[[ Source material open ]]
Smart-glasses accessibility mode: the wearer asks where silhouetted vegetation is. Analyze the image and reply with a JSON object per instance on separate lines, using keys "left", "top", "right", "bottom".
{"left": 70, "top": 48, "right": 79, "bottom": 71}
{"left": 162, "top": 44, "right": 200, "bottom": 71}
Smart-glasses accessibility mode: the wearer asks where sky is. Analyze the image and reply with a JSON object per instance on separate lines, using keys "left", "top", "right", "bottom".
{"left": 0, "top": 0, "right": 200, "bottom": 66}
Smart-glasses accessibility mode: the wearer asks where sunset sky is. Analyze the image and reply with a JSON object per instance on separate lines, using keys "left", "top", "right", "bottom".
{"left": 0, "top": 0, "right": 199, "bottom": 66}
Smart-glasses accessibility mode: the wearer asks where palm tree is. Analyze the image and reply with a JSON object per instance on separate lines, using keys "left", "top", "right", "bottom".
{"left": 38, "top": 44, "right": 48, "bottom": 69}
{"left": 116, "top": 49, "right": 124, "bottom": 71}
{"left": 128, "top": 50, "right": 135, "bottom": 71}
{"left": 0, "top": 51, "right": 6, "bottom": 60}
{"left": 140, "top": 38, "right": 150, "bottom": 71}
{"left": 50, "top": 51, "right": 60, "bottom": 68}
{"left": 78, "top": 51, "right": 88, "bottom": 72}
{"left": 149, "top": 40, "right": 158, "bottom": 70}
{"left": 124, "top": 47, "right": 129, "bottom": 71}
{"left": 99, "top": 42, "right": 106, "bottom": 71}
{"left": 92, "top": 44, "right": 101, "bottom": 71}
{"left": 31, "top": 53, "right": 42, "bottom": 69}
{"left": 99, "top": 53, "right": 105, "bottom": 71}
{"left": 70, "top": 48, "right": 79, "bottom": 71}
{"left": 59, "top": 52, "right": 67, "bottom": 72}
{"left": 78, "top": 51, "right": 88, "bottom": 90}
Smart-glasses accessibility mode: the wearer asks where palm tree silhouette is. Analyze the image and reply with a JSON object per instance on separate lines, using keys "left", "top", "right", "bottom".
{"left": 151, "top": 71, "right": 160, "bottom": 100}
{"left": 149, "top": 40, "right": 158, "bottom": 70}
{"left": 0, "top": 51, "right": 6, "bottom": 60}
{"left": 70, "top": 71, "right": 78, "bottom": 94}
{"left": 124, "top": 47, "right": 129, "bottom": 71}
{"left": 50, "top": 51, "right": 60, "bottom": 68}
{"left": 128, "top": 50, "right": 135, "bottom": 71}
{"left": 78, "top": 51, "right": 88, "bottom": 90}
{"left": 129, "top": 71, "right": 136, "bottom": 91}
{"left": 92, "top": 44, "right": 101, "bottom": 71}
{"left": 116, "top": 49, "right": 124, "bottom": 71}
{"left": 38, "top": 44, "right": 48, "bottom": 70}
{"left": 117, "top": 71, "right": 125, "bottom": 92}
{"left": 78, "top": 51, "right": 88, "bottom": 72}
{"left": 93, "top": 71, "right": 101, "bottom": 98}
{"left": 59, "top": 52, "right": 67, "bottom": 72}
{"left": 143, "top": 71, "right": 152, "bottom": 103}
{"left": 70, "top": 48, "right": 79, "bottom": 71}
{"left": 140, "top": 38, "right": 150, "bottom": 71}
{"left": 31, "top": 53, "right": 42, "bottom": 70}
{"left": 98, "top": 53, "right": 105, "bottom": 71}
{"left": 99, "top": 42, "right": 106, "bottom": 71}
[[ Source material closed ]]
** Task goal **
Taking the entries above, please repeat each one exactly.

** Exercise response **
Smart-glasses accessibility mode: the wearer asks where silhouetted vegetation is. Analyze the image and reply with a JSON object per instance on separate lines, using keys "left", "top", "right", "bottom".
{"left": 70, "top": 48, "right": 79, "bottom": 71}
{"left": 162, "top": 44, "right": 200, "bottom": 71}
Smart-glasses accessibility mode: the wearer asks where sky is. Analyze the image and reply with a JSON object per instance on separate lines, using keys "left", "top", "right", "bottom".
{"left": 0, "top": 0, "right": 200, "bottom": 66}
Smart-glasses accessibility mode: the wearer asks where sunset sky is. Analyze the image and reply with a JSON object per instance on separate lines, using keys "left", "top", "right", "bottom".
{"left": 0, "top": 0, "right": 199, "bottom": 66}
Smart-glasses accessibility mode: the wearer asks where palm tree is. Analyze the image and reply with a JSON object per instance on separate lines, using keys "left", "top", "right", "bottom".
{"left": 38, "top": 44, "right": 48, "bottom": 69}
{"left": 116, "top": 49, "right": 124, "bottom": 71}
{"left": 128, "top": 50, "right": 135, "bottom": 71}
{"left": 0, "top": 51, "right": 6, "bottom": 60}
{"left": 140, "top": 38, "right": 150, "bottom": 71}
{"left": 50, "top": 51, "right": 60, "bottom": 68}
{"left": 78, "top": 51, "right": 88, "bottom": 72}
{"left": 149, "top": 40, "right": 158, "bottom": 70}
{"left": 124, "top": 47, "right": 129, "bottom": 71}
{"left": 99, "top": 42, "right": 106, "bottom": 71}
{"left": 92, "top": 44, "right": 101, "bottom": 71}
{"left": 31, "top": 53, "right": 42, "bottom": 69}
{"left": 99, "top": 53, "right": 105, "bottom": 71}
{"left": 70, "top": 48, "right": 79, "bottom": 71}
{"left": 59, "top": 52, "right": 67, "bottom": 72}
{"left": 78, "top": 51, "right": 88, "bottom": 90}
Smart-glasses accessibility mode: the wearer asks where palm tree silhouette is. Analyze the image and reply with a JSON object per instance on separate lines, using keys "left", "top", "right", "bottom".
{"left": 151, "top": 71, "right": 160, "bottom": 100}
{"left": 149, "top": 40, "right": 158, "bottom": 70}
{"left": 0, "top": 51, "right": 6, "bottom": 60}
{"left": 70, "top": 71, "right": 78, "bottom": 94}
{"left": 124, "top": 47, "right": 129, "bottom": 71}
{"left": 50, "top": 51, "right": 60, "bottom": 68}
{"left": 128, "top": 50, "right": 135, "bottom": 71}
{"left": 78, "top": 51, "right": 88, "bottom": 90}
{"left": 129, "top": 71, "right": 136, "bottom": 91}
{"left": 92, "top": 44, "right": 101, "bottom": 71}
{"left": 116, "top": 49, "right": 124, "bottom": 71}
{"left": 38, "top": 44, "right": 48, "bottom": 70}
{"left": 117, "top": 71, "right": 125, "bottom": 92}
{"left": 78, "top": 51, "right": 88, "bottom": 72}
{"left": 93, "top": 71, "right": 101, "bottom": 98}
{"left": 59, "top": 52, "right": 67, "bottom": 72}
{"left": 143, "top": 71, "right": 152, "bottom": 103}
{"left": 70, "top": 48, "right": 79, "bottom": 71}
{"left": 140, "top": 38, "right": 150, "bottom": 71}
{"left": 31, "top": 53, "right": 42, "bottom": 70}
{"left": 98, "top": 53, "right": 105, "bottom": 71}
{"left": 99, "top": 42, "right": 106, "bottom": 71}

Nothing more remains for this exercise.